↓

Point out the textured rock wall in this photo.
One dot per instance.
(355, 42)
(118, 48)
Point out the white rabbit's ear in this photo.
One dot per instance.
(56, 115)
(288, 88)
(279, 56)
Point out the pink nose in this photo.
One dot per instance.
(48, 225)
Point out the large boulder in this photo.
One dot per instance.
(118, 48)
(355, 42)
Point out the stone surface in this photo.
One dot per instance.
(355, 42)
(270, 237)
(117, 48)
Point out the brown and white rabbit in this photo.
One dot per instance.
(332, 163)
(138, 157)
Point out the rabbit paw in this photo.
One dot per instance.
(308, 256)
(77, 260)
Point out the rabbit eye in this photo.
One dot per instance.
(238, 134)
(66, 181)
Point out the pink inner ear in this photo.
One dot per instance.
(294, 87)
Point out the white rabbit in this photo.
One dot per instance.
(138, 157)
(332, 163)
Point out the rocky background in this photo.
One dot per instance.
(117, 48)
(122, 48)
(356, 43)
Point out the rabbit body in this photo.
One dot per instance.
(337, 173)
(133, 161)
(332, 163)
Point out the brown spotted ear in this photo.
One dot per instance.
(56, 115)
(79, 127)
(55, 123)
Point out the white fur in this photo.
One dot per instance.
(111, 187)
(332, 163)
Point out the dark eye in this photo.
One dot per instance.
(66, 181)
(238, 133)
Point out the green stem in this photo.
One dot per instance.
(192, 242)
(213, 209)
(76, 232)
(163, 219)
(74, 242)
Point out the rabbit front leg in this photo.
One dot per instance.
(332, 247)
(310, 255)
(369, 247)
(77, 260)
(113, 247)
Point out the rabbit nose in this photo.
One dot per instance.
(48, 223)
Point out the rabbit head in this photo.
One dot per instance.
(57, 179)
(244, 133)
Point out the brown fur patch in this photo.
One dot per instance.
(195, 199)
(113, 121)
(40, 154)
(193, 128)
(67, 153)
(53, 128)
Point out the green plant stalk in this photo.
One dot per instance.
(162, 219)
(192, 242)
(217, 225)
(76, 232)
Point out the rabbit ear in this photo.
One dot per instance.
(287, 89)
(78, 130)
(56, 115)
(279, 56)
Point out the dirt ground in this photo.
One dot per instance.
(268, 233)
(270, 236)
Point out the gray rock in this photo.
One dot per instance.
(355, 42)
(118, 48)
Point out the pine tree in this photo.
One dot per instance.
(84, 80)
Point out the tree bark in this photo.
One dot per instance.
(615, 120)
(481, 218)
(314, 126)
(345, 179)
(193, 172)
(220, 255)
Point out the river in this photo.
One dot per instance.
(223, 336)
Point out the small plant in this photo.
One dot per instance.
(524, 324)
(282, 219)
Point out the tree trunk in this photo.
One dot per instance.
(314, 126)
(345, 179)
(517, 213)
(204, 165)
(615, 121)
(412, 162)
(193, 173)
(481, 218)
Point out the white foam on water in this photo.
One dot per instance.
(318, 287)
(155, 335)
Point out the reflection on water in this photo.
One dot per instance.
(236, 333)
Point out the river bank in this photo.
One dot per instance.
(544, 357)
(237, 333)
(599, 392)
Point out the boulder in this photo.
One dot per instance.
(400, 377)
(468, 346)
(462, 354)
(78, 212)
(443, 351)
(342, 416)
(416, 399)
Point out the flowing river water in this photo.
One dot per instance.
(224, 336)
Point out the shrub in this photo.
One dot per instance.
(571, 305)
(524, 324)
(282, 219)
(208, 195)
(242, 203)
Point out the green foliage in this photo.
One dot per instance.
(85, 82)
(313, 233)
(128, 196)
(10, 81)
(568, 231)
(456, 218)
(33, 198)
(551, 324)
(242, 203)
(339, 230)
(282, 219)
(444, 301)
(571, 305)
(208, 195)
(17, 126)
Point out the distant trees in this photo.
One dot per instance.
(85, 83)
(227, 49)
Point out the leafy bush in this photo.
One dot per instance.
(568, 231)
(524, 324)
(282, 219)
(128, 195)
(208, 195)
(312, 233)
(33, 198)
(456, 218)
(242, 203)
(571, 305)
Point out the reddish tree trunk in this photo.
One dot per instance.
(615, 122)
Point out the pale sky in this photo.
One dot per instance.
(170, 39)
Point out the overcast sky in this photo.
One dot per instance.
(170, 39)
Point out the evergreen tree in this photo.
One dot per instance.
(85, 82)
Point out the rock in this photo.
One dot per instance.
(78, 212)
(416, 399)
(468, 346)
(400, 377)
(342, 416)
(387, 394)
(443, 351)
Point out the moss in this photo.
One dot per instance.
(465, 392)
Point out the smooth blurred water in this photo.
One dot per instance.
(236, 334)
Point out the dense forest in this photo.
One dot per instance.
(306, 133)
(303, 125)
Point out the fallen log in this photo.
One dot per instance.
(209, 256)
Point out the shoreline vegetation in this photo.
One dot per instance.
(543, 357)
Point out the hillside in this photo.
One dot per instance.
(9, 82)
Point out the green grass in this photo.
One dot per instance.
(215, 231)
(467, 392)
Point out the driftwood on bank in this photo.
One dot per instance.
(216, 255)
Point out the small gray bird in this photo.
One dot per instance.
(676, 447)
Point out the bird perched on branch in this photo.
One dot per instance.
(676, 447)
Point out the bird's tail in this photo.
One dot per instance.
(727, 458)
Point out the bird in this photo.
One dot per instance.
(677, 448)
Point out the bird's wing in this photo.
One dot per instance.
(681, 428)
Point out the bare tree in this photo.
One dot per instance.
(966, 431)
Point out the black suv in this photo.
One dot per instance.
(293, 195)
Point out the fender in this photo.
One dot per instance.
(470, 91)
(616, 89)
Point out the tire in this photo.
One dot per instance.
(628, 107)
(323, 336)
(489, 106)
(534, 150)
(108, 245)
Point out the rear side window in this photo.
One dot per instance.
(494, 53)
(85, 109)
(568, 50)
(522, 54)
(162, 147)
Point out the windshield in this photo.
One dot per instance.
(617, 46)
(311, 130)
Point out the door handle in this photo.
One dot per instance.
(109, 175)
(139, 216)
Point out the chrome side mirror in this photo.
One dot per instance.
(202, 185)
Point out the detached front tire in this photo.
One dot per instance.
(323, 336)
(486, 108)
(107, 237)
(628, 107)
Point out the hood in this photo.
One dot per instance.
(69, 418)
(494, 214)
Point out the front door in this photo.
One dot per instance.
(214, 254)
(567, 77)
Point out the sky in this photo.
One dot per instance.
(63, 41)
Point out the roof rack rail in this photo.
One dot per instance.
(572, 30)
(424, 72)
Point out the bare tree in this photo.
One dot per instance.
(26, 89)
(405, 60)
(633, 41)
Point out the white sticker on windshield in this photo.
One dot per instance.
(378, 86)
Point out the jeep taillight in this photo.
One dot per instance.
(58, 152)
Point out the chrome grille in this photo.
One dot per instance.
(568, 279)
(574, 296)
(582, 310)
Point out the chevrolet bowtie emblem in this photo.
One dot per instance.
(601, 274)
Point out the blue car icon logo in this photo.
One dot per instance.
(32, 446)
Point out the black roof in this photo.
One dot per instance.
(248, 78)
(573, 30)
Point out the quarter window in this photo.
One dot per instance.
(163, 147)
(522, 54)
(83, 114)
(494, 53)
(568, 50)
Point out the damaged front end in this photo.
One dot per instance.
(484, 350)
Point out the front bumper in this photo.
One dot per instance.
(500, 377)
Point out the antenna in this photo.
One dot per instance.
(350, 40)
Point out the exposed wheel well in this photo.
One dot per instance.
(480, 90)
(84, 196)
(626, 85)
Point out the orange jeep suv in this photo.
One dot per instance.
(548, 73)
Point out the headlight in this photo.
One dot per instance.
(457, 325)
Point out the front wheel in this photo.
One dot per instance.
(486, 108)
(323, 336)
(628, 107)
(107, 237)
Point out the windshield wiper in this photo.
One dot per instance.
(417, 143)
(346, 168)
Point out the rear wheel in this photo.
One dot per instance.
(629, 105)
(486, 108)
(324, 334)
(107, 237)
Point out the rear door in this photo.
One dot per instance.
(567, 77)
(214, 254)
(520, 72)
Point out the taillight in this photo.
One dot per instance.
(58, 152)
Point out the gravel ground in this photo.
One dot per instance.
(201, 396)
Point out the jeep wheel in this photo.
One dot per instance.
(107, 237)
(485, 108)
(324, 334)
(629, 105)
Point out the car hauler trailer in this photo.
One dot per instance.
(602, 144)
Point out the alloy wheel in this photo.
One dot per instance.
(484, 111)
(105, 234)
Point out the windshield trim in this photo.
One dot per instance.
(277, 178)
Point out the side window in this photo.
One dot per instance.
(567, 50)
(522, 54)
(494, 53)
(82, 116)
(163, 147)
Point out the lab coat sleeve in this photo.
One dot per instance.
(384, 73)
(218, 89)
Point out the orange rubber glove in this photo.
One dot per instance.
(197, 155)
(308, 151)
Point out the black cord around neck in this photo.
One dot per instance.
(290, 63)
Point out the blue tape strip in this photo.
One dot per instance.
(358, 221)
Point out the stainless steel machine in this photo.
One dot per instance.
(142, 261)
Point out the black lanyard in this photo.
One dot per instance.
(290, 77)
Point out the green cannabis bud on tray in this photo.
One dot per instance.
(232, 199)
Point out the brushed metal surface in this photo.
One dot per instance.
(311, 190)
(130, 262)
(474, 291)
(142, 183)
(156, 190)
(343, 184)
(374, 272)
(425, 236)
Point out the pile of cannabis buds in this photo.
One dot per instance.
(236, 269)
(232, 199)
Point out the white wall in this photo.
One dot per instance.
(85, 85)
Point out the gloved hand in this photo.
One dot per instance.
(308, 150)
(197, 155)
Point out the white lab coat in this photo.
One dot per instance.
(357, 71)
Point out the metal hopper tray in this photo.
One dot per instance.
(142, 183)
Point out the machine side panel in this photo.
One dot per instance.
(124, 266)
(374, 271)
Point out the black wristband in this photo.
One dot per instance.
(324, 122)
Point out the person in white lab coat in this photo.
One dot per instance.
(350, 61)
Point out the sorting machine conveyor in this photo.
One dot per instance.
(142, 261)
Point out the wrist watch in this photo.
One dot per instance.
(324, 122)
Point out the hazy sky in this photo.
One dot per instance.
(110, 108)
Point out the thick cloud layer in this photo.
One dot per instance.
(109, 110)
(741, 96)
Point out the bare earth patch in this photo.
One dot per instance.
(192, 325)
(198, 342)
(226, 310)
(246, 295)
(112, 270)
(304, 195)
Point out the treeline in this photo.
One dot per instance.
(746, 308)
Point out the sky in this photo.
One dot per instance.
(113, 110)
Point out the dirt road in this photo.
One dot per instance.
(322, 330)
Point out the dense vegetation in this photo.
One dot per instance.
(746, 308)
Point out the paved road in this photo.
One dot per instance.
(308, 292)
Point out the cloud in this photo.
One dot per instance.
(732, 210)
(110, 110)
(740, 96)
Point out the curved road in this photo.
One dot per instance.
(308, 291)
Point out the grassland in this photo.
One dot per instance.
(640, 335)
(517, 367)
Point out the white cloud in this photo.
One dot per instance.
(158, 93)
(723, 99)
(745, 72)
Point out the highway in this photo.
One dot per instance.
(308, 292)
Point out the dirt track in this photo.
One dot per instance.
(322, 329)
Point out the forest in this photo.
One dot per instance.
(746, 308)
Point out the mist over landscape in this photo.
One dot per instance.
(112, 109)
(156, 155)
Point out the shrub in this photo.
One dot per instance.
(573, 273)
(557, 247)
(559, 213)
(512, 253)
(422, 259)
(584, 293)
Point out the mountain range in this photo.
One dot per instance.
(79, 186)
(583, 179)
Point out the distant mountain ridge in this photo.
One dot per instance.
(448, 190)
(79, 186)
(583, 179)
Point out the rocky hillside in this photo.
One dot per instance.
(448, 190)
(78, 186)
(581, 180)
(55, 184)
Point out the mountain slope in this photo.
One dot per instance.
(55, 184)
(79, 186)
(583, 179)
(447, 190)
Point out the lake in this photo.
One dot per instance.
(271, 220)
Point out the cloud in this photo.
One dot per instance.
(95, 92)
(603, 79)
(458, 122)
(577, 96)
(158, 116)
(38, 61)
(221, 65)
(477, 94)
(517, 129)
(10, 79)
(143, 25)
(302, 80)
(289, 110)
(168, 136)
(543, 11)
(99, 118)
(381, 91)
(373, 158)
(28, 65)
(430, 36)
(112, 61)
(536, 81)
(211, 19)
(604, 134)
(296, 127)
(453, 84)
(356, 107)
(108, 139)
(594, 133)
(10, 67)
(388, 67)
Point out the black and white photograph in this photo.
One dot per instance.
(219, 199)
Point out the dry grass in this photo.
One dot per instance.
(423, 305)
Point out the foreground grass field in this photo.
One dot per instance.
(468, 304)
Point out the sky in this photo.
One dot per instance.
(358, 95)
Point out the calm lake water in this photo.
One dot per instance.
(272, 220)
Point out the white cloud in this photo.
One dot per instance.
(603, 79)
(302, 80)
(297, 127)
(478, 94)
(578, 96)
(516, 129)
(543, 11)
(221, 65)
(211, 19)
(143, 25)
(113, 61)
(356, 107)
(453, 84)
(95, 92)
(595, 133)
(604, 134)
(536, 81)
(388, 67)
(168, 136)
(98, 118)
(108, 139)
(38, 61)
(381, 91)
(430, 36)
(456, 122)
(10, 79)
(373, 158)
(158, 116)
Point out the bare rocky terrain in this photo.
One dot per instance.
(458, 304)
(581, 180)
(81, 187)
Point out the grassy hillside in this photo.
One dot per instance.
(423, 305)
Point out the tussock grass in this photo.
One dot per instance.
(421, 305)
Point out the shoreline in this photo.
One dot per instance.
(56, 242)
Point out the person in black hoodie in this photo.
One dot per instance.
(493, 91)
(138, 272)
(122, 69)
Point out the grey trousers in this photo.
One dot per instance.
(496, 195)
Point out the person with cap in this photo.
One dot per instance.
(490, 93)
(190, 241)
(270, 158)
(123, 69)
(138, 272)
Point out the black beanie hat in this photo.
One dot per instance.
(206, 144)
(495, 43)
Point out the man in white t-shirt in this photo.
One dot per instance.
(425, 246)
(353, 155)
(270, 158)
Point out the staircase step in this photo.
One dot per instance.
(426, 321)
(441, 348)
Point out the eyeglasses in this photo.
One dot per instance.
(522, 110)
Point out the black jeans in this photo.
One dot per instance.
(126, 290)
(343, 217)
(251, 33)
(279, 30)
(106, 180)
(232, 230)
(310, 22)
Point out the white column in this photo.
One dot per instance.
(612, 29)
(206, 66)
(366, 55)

↑

_Task brief_.
Look for the string "lake" in the listing above and copy every line holding it.

_Written response_.
Point out the lake in this photo.
Point out the calm lake water in this photo.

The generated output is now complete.